• What to do
Every record here should be printed again exactly.

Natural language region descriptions
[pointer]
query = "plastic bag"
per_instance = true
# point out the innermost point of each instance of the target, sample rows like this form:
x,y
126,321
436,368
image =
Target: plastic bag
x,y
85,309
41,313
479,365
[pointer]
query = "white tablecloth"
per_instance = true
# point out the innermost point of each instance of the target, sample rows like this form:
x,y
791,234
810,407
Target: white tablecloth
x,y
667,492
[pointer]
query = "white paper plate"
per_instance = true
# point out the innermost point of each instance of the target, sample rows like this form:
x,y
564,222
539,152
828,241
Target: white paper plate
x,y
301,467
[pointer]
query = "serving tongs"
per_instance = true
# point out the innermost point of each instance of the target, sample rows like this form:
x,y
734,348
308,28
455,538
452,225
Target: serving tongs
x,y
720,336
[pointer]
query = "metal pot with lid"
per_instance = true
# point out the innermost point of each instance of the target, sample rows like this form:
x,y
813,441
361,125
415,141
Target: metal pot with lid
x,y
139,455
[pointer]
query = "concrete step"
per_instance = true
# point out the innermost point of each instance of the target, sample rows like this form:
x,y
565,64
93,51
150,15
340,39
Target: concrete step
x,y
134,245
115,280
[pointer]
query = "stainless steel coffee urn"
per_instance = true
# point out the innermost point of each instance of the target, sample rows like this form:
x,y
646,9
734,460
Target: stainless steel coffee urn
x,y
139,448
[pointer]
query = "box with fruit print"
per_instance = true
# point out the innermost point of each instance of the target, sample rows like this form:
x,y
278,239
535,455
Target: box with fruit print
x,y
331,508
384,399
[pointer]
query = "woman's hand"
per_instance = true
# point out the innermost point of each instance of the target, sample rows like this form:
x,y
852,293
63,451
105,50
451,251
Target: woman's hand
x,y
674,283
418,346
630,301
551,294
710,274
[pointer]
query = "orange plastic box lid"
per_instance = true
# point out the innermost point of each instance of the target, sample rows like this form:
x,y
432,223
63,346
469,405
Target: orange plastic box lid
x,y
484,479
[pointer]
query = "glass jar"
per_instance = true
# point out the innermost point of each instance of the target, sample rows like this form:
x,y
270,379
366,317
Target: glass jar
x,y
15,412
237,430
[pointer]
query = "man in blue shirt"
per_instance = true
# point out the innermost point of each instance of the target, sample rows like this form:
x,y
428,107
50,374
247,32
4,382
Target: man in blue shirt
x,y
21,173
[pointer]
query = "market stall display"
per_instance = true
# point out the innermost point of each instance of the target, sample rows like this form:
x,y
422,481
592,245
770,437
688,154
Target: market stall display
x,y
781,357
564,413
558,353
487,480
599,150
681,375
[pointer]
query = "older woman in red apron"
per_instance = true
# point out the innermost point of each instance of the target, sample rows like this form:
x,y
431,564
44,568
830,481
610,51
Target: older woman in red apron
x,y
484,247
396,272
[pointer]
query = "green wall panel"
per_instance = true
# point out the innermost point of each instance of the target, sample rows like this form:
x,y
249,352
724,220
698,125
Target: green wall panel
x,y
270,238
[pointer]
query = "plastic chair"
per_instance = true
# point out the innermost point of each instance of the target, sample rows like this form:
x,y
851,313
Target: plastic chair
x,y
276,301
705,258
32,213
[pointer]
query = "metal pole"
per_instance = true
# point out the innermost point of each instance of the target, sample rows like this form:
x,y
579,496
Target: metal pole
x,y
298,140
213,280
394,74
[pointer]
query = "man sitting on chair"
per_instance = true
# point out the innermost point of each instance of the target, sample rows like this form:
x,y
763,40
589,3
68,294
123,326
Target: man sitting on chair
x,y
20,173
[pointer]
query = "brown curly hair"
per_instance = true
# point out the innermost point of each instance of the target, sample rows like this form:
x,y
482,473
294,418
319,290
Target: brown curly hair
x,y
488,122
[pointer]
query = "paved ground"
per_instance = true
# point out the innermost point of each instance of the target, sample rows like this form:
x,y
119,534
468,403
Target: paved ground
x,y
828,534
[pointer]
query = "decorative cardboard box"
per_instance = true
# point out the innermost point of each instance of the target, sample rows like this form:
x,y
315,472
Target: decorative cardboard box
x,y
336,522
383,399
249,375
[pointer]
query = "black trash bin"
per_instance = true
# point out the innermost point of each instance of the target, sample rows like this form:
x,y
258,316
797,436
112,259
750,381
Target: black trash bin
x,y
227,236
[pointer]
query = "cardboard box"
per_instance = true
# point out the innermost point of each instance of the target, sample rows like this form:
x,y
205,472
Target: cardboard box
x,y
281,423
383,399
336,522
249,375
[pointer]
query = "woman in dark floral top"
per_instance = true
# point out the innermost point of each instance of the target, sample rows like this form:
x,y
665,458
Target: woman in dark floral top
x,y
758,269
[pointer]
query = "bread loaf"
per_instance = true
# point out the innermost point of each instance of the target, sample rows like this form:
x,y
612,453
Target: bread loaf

• Answer to the exercise
[pointer]
query = "plastic bag"
per_instance = true
# point out the innermost point of each instance of the target, sample rows like this form:
x,y
126,321
436,368
image =
Target: plastic bag
x,y
85,309
41,313
479,365
[pointer]
query = "white tablecloth"
per_instance = true
# point out the innermost point of each instance of the target, sample rows like this form:
x,y
791,234
810,407
Target: white tablecloth
x,y
667,492
[pointer]
query = "white paper plate"
per_instance = true
# point out the innermost point of each instance of the target, sample rows like this form:
x,y
564,222
539,152
828,241
Target: white paper plate
x,y
301,467
[pointer]
query = "serving tongs"
per_instance = true
# point out the innermost point of each instance of the target, sample rows like this form:
x,y
734,348
308,28
455,538
452,225
Target: serving tongs
x,y
720,336
[pointer]
query = "metal pot with lid"
per_instance = true
# point out the innermost point of each instance of the target, sample rows like this form:
x,y
813,441
361,125
415,141
Target: metal pot with lid
x,y
139,455
[pointer]
query = "concrete step"
per_instance = true
# point out the innermost point of each instance of the target, sample rows like this form:
x,y
565,64
93,51
150,15
340,39
Target: concrete step
x,y
134,245
115,280
[pointer]
query = "stainless steel coffee urn"
per_instance = true
# point out the innermost point of each instance of the target, sample rows like this form:
x,y
646,9
734,460
Target: stainless steel coffee urn
x,y
139,448
[pointer]
query = "box with fruit print"
per_instance = true
# point out the innermost point of each instance of the target, sample rows like this form:
x,y
278,239
535,455
Target: box with fruit print
x,y
331,508
384,399
[pointer]
query = "woman's hand"
per_instance = true
# point out the innermost point of each instance of the target, sample rows like this form:
x,y
852,293
63,451
105,50
451,251
Target: woman's hand
x,y
674,283
418,346
630,301
551,294
710,274
[pointer]
query = "orange plastic box lid"
per_instance = true
# point out the innermost point of each instance of the target, sample rows like this form:
x,y
432,223
63,346
469,405
Target: orange plastic box lid
x,y
484,479
[pointer]
query = "glass jar"
per_instance = true
# point out the innermost point of each instance of the target, sample rows like this form:
x,y
270,379
366,317
Target: glass jar
x,y
15,412
237,430
[pointer]
query = "man in blue shirt"
per_instance = true
# point out the innermost point of each instance of the target, sample rows like this form:
x,y
428,107
50,374
247,32
4,382
Target: man in blue shirt
x,y
21,173
[pointer]
query = "market stall display"
per_instance = true
# point out the innermost point of each instance of the target, sample rows like this form:
x,y
422,481
592,245
770,437
688,154
Target: market stall display
x,y
781,357
564,413
558,353
487,480
599,150
681,375
[pointer]
query = "older woman in red apron"
per_instance = true
# point out the innermost point of each instance of the target, sample rows like this form:
x,y
431,564
44,568
830,481
610,51
Target: older woman in red apron
x,y
484,247
396,272
[pointer]
query = "green wall panel"
per_instance = true
# point out the innermost point of each instance of the target, sample rows like this form:
x,y
249,352
724,220
698,125
Target: green wall panel
x,y
270,238
[pointer]
query = "plastic chair"
per_instance = true
# point out the innermost point of each instance of the target, sample rows like this form:
x,y
851,313
Target: plastic chair
x,y
276,301
705,258
32,213
[pointer]
query = "metal pole"
per_instance = true
# point out the innermost point of each instance of the target, sample rows like this form:
x,y
579,496
Target: metal pole
x,y
298,140
213,280
394,74
[pointer]
query = "man sitting on chair"
per_instance = true
# point out the innermost point of each instance of the target, sample rows like this form:
x,y
763,40
589,3
68,294
123,326
Target: man sitting on chair
x,y
20,173
[pointer]
query = "brown curly hair"
per_instance = true
# point out the innermost point of each instance of the target, sample rows like this form:
x,y
482,473
294,418
319,290
Target: brown curly hair
x,y
488,122
[pointer]
query = "paved ground"
per_instance = true
# point out the innermost point of each instance of the target, sample rows like this form:
x,y
119,534
468,403
Target: paved ground
x,y
828,534
[pointer]
query = "decorative cardboard box"
per_instance = true
# point out the innermost point of each instance of the target, sample rows like this form:
x,y
315,472
Target: decorative cardboard box
x,y
336,522
383,399
249,375
[pointer]
query = "black trash bin"
per_instance = true
# point out the innermost point of each instance of the target, sample rows like this form:
x,y
258,316
797,436
112,259
750,381
Target: black trash bin
x,y
227,236
[pointer]
query = "cardboard box"
per_instance = true
# point out the innermost point of each instance of the target, sample rows like this form:
x,y
205,472
Target: cardboard box
x,y
281,423
383,399
336,522
249,375
[pointer]
query = "woman in dark floral top"
per_instance = true
# point out the innermost point of each instance of the target, sample rows like this form:
x,y
665,458
Target: woman in dark floral top
x,y
758,269
[pointer]
query = "bread loaf"
per_instance = true
# point out the innermost point of each instance of the target, sample rows like this form:
x,y
612,453
Target: bread loaf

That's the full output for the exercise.